- Do this
Reproduce every entry below precisely. Pictures are excluded from the copy.

-- Start --

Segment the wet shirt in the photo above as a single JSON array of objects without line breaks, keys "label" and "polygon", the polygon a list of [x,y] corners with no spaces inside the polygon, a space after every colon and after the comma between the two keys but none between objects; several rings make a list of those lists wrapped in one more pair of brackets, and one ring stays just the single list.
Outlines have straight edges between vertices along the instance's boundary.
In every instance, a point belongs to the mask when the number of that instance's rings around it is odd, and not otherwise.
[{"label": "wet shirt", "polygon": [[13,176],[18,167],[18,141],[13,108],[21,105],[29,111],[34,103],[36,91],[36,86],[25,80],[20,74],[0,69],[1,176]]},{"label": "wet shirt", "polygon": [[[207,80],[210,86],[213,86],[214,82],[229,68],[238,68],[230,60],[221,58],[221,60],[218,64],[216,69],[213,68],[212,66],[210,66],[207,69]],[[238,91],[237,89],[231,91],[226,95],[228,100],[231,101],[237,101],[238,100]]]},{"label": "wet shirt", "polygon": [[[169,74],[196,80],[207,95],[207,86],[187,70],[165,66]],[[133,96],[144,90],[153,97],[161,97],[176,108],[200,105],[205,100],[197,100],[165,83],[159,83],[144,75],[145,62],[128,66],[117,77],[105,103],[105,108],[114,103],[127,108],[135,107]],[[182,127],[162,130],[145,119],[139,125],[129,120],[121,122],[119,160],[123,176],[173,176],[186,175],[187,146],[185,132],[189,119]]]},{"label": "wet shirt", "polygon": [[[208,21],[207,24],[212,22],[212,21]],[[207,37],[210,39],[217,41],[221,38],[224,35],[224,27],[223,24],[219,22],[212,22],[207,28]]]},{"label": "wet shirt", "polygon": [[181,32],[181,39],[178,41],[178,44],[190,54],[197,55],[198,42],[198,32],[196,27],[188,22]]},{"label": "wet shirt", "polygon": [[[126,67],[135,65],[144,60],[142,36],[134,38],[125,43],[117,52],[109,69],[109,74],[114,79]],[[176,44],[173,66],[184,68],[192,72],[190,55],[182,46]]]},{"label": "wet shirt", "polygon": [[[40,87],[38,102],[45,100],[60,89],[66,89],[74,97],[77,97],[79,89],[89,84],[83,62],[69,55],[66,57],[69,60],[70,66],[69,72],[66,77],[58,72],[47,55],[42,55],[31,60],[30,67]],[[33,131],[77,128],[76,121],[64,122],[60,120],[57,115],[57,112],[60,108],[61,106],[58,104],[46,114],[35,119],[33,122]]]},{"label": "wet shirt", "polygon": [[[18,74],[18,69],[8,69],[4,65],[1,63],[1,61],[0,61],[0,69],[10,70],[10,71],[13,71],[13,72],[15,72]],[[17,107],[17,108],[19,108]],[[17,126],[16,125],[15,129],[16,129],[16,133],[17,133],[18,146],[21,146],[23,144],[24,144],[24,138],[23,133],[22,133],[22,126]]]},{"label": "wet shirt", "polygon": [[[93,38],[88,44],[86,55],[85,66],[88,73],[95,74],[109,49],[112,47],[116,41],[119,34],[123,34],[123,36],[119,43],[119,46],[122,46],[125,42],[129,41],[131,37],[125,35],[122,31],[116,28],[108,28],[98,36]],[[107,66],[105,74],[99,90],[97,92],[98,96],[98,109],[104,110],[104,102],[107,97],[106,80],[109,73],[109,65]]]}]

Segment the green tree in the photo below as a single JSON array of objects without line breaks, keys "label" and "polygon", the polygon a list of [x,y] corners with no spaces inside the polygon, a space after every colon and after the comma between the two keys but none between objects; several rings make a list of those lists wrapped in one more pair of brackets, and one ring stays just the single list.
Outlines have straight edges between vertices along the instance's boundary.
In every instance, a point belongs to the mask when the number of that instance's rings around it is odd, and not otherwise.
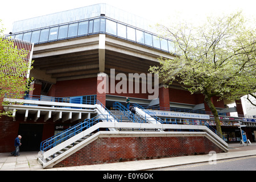
[{"label": "green tree", "polygon": [[150,71],[167,84],[181,84],[191,94],[201,93],[222,134],[211,98],[238,100],[255,90],[256,34],[241,12],[208,18],[201,26],[159,25],[163,36],[175,42],[174,59],[159,58]]},{"label": "green tree", "polygon": [[[32,67],[32,63],[27,59],[28,51],[20,49],[15,45],[14,41],[5,38],[4,28],[0,20],[0,100],[5,96],[20,98],[28,86],[30,78],[27,73]],[[7,104],[2,102],[2,105]],[[0,117],[5,115],[11,116],[11,112],[0,110]]]}]

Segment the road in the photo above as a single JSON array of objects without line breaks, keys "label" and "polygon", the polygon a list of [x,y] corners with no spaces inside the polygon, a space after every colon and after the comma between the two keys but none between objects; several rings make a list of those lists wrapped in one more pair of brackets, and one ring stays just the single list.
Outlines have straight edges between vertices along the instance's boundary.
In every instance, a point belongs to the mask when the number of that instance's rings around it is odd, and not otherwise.
[{"label": "road", "polygon": [[[215,164],[200,163],[155,169],[155,171],[256,171],[256,156],[217,160]],[[155,171],[154,170],[154,171]]]}]

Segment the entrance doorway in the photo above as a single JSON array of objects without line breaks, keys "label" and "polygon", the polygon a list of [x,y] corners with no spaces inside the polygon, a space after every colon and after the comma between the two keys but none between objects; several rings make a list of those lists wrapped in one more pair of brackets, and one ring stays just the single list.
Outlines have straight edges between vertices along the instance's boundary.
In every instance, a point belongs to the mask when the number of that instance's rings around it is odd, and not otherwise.
[{"label": "entrance doorway", "polygon": [[39,151],[42,142],[43,125],[19,124],[19,135],[21,139],[20,151]]}]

-- End --

- Result
Segment the wet shirt in the photo above as a single JSON array of objects without line breaks, keys "label" and "polygon", the polygon a list of [x,y] corners with no spaces inside the polygon, a space after every colon and after the comma between the two keys but none between objects; several rings make a list of those lists wrapped in one more pair of brackets, and one ring stays just the single list.
Outlines have straight edges between vertices along the instance's boundary.
In every instance, a point belongs to the mask when the number of that instance's rings around it is odd, and not otherwise.
[{"label": "wet shirt", "polygon": [[13,176],[18,167],[18,141],[13,108],[21,105],[29,111],[34,103],[36,91],[36,86],[25,80],[20,74],[0,69],[1,176]]},{"label": "wet shirt", "polygon": [[[207,80],[210,86],[213,86],[214,82],[229,68],[238,68],[230,60],[221,58],[221,60],[218,64],[216,69],[213,68],[212,66],[210,66],[207,69]],[[238,91],[237,89],[231,91],[226,95],[228,100],[231,101],[237,101],[238,100]]]},{"label": "wet shirt", "polygon": [[[169,74],[196,80],[207,95],[207,86],[187,70],[165,66]],[[133,96],[144,90],[153,97],[161,97],[176,108],[200,105],[205,100],[197,100],[165,83],[159,83],[144,75],[145,62],[128,66],[117,77],[105,103],[105,108],[114,103],[127,108],[135,107]],[[182,127],[162,130],[145,119],[139,125],[129,120],[121,122],[119,160],[123,176],[173,176],[186,175],[187,146],[185,132],[189,119]]]},{"label": "wet shirt", "polygon": [[[208,21],[207,24],[212,22],[212,21]],[[207,37],[210,39],[217,41],[221,38],[224,35],[224,27],[223,24],[219,22],[212,22],[207,28]]]},{"label": "wet shirt", "polygon": [[181,32],[181,39],[178,41],[178,44],[190,54],[197,55],[198,42],[198,32],[196,27],[188,22]]},{"label": "wet shirt", "polygon": [[[126,67],[135,65],[144,60],[142,36],[134,38],[125,43],[117,52],[109,69],[109,74],[114,79]],[[176,44],[173,66],[184,68],[192,72],[190,55],[182,46]]]},{"label": "wet shirt", "polygon": [[[40,87],[38,102],[45,100],[60,89],[66,89],[74,97],[77,97],[79,89],[89,84],[83,62],[69,55],[66,57],[69,60],[70,66],[69,72],[66,77],[58,72],[47,55],[42,55],[31,60],[30,67]],[[33,131],[77,128],[76,121],[64,122],[60,120],[57,115],[57,112],[60,108],[61,106],[58,104],[46,114],[35,119],[33,122]]]},{"label": "wet shirt", "polygon": [[[18,74],[18,69],[8,69],[4,65],[1,63],[1,61],[0,61],[0,69],[10,70],[10,71],[13,71],[13,72],[15,72]],[[17,107],[17,108],[19,108]],[[17,126],[16,125],[15,129],[16,129],[16,133],[17,133],[18,146],[21,146],[23,144],[24,144],[24,138],[23,133],[22,133],[22,126]]]},{"label": "wet shirt", "polygon": [[[93,38],[88,44],[86,55],[85,66],[88,73],[95,74],[109,49],[112,47],[116,41],[119,34],[123,34],[123,36],[119,43],[119,46],[122,46],[125,42],[129,41],[131,37],[125,35],[122,31],[116,28],[108,28],[98,36]],[[107,66],[105,74],[99,90],[97,92],[98,96],[98,109],[104,110],[104,102],[107,97],[106,80],[109,73],[109,65]]]}]

Segment the green tree in the photo below as a single JSON array of objects without line breaks, keys "label" and "polygon", the polygon a list of [x,y] corners with no spaces inside the polygon, a space after every colon and after the comma between the two keys but none between objects; several rings make a list of those lists wrapped in one more pair of brackets, and one ring stays just the single list.
Outlines have straight edges between vertices along the instance's boundary.
In every instance, a point belongs to the mask when the number of that instance's rings around it is odd, and not otherwise.
[{"label": "green tree", "polygon": [[150,71],[167,84],[181,84],[191,94],[201,93],[222,134],[211,98],[238,100],[255,90],[256,34],[241,12],[208,18],[201,26],[159,25],[163,36],[175,42],[174,59],[159,58]]},{"label": "green tree", "polygon": [[[32,67],[32,63],[27,59],[28,51],[20,49],[15,45],[14,41],[5,38],[4,28],[0,20],[0,100],[5,96],[20,98],[28,86],[30,78],[27,73]],[[7,104],[2,102],[2,105]],[[0,117],[5,115],[11,116],[11,112],[0,110]]]}]

Segment the road in the photo above as a single JSON array of objects without line breaks, keys "label" and "polygon", the polygon a list of [x,y] corners with no spaces inside the polygon, a space after every colon and after the comma between the two keys but none between objects; several rings make a list of those lists wrapped in one more pair of brackets, and one ring stays just the single list.
Outlines have straight edges between vertices along the instance's boundary.
In every instance, a point belongs to the mask when the number of that instance's rings around it is odd, and not otherwise.
[{"label": "road", "polygon": [[[215,164],[200,163],[155,169],[155,171],[256,171],[256,156],[217,160]],[[155,171],[154,170],[154,171]]]}]

Segment the entrance doorway in the photo above as a single JSON array of objects without line breaks, keys "label" and "polygon", the polygon a list of [x,y] corners with no spaces inside the polygon, a space after every colon and after the comma between the two keys but none between objects; several rings make a list of those lists wrapped in one more pair of brackets, and one ring stays just the single list.
Outlines have straight edges between vertices along the instance's boundary.
In every instance, a point belongs to the mask when the number of that instance's rings around it is odd, and not otherwise.
[{"label": "entrance doorway", "polygon": [[39,151],[42,142],[43,125],[19,124],[19,135],[21,139],[20,151]]}]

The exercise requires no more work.